*What to produce*. Convert the lines starting at the one that contains "like [[281, 1063]]." and ending at the one that contains "[[576, 426]]" into a JSON list of strings, one string per line, with blank lines omitted.

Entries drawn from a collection
>>

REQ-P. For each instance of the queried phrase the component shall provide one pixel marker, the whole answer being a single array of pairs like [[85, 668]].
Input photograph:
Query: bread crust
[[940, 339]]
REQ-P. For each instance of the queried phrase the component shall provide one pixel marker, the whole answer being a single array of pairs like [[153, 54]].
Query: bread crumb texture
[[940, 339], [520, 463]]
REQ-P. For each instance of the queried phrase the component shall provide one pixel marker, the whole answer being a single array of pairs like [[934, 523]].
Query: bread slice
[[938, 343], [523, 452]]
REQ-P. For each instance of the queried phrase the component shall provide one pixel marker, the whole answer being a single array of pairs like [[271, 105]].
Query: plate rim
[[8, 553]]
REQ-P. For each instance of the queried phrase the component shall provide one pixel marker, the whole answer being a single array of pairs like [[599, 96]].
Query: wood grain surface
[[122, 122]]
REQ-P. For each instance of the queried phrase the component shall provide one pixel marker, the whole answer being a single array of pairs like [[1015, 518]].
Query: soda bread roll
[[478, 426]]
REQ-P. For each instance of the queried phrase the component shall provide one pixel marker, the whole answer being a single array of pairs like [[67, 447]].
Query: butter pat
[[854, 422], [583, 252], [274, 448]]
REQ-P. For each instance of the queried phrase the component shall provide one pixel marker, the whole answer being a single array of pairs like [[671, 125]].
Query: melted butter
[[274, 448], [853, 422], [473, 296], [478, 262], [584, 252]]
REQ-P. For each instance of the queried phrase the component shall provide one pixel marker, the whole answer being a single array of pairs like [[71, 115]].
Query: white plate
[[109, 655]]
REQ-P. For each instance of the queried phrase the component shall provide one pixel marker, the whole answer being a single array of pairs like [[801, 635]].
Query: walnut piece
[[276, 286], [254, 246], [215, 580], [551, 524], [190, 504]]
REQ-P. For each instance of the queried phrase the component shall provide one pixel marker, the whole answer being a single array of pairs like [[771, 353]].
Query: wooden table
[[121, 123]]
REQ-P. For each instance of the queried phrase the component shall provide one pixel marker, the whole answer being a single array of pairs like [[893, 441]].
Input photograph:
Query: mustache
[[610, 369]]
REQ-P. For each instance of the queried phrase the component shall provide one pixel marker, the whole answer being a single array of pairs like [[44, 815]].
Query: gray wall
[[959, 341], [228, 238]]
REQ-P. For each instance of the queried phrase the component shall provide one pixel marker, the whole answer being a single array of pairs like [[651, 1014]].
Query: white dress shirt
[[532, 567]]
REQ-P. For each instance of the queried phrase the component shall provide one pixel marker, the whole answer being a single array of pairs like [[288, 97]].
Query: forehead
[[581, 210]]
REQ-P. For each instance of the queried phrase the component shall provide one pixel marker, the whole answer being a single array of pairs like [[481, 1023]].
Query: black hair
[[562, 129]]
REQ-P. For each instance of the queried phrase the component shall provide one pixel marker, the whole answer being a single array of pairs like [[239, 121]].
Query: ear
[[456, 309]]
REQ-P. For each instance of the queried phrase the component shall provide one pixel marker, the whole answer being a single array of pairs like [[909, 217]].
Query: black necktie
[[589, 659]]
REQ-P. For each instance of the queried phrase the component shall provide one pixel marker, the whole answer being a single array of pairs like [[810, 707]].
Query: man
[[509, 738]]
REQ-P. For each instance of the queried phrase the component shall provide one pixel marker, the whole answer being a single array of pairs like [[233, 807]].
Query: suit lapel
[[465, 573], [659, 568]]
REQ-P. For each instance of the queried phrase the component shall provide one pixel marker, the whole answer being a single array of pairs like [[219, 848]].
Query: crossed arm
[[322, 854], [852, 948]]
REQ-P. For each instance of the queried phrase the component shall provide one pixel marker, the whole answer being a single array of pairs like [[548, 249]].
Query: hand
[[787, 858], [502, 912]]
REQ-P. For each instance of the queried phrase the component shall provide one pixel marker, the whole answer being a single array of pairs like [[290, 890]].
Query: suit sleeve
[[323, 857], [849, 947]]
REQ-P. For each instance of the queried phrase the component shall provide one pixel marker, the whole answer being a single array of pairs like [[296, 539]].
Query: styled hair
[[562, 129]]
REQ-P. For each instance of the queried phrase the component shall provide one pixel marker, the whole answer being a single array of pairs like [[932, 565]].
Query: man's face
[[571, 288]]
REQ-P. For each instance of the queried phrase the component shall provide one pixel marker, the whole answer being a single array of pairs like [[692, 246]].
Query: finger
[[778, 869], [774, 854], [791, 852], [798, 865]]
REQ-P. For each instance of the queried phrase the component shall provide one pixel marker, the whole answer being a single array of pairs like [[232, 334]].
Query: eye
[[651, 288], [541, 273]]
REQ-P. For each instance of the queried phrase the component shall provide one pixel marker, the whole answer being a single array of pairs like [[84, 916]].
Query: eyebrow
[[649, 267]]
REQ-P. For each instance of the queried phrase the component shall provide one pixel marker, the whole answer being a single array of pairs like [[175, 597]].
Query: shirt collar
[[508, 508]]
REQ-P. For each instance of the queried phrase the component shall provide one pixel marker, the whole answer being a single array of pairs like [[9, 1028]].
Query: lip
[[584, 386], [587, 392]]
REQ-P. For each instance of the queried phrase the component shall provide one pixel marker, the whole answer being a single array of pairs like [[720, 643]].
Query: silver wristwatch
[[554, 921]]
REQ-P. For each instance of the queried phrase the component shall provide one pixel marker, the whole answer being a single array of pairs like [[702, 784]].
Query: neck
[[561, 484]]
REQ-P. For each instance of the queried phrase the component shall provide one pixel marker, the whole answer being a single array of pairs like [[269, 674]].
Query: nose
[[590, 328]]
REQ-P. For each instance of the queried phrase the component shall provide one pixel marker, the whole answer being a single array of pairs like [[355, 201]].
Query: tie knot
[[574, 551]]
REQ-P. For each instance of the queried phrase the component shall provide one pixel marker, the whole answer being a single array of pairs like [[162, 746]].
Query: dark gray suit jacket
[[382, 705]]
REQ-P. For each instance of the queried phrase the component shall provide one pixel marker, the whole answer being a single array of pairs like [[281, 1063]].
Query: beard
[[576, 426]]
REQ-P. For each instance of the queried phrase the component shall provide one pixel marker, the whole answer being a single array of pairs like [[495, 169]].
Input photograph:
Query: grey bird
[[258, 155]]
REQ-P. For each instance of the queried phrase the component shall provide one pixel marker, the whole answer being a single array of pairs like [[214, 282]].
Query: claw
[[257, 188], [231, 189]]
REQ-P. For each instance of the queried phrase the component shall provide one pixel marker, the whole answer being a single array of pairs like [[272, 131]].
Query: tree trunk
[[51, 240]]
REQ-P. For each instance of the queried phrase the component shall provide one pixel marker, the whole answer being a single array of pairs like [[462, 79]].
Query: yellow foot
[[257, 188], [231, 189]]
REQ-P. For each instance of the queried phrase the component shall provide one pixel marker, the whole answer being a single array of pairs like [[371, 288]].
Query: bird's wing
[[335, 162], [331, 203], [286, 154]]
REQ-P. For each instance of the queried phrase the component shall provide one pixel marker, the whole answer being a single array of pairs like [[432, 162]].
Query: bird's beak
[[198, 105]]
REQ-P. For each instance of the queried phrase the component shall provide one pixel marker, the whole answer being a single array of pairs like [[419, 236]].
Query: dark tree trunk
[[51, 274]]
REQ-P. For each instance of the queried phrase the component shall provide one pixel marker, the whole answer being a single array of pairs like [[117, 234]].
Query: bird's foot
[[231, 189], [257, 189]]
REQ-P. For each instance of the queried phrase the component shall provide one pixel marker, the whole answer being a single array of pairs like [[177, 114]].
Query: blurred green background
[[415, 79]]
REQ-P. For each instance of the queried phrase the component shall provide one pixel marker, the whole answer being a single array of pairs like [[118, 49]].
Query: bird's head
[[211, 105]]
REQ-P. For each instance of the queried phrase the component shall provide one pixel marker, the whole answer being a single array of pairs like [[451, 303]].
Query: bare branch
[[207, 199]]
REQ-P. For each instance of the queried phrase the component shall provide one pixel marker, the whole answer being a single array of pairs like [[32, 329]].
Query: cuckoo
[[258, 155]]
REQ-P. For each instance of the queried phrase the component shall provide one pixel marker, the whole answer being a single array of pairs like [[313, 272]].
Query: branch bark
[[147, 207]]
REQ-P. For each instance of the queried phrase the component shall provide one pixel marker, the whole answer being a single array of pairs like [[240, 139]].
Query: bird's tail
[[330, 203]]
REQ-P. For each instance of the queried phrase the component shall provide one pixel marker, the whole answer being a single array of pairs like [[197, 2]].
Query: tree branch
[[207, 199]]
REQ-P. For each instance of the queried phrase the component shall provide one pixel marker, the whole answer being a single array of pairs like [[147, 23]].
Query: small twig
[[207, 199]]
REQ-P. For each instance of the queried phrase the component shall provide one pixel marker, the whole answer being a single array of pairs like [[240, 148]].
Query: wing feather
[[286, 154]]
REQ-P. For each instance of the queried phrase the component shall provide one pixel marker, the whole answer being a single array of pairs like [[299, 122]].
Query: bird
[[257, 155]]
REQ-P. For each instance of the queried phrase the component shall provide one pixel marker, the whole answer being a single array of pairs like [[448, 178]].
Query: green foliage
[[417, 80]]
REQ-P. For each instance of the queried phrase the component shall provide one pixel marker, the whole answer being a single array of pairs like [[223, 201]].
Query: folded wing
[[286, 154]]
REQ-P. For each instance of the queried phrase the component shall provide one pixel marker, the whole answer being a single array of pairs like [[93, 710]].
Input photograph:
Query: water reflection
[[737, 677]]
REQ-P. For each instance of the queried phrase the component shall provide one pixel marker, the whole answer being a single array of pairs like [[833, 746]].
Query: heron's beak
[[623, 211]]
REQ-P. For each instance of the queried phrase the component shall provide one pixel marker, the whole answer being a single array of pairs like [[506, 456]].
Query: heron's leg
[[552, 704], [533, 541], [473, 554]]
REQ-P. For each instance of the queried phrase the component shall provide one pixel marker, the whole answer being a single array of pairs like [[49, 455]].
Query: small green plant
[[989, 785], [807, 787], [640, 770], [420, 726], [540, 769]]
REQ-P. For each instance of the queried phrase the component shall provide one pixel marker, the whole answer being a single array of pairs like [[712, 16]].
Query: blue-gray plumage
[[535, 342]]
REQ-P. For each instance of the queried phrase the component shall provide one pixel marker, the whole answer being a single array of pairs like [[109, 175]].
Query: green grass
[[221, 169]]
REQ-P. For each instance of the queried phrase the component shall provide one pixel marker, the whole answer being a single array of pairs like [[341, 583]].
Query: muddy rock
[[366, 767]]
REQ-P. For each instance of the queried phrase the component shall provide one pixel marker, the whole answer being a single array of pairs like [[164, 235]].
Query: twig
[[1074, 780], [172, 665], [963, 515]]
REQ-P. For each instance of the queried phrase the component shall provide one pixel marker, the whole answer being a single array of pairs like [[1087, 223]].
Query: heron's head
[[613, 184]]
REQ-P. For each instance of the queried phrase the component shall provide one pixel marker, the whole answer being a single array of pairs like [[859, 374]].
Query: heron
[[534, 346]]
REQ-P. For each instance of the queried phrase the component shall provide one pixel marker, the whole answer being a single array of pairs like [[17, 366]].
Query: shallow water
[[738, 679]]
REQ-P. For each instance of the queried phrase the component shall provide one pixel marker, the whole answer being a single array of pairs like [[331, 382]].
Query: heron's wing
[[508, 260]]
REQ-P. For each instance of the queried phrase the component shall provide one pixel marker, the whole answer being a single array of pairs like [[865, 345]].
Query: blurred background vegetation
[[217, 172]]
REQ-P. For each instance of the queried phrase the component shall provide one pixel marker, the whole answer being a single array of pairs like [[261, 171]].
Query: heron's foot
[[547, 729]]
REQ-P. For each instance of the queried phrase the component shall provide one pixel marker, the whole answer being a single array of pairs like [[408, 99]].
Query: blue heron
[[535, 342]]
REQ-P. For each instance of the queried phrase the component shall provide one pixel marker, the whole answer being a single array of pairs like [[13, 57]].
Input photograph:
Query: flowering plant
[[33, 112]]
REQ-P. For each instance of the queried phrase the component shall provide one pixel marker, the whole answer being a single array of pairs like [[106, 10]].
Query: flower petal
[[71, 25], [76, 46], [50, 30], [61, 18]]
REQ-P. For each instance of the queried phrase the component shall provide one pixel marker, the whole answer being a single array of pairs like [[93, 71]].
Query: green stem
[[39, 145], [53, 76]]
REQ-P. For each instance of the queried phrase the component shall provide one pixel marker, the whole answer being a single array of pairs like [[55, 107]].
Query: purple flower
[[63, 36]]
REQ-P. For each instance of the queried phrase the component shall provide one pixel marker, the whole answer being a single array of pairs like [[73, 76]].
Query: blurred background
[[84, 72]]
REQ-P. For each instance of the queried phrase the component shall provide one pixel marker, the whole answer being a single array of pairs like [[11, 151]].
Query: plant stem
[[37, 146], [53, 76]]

<<

*Result*.
[
  "REQ-P. For each instance of the queried phrase the component shall provide one pixel marker, the whole answer being a single array of pairs like [[281, 1063]].",
  "Query: beard",
  "[[576, 426]]"
]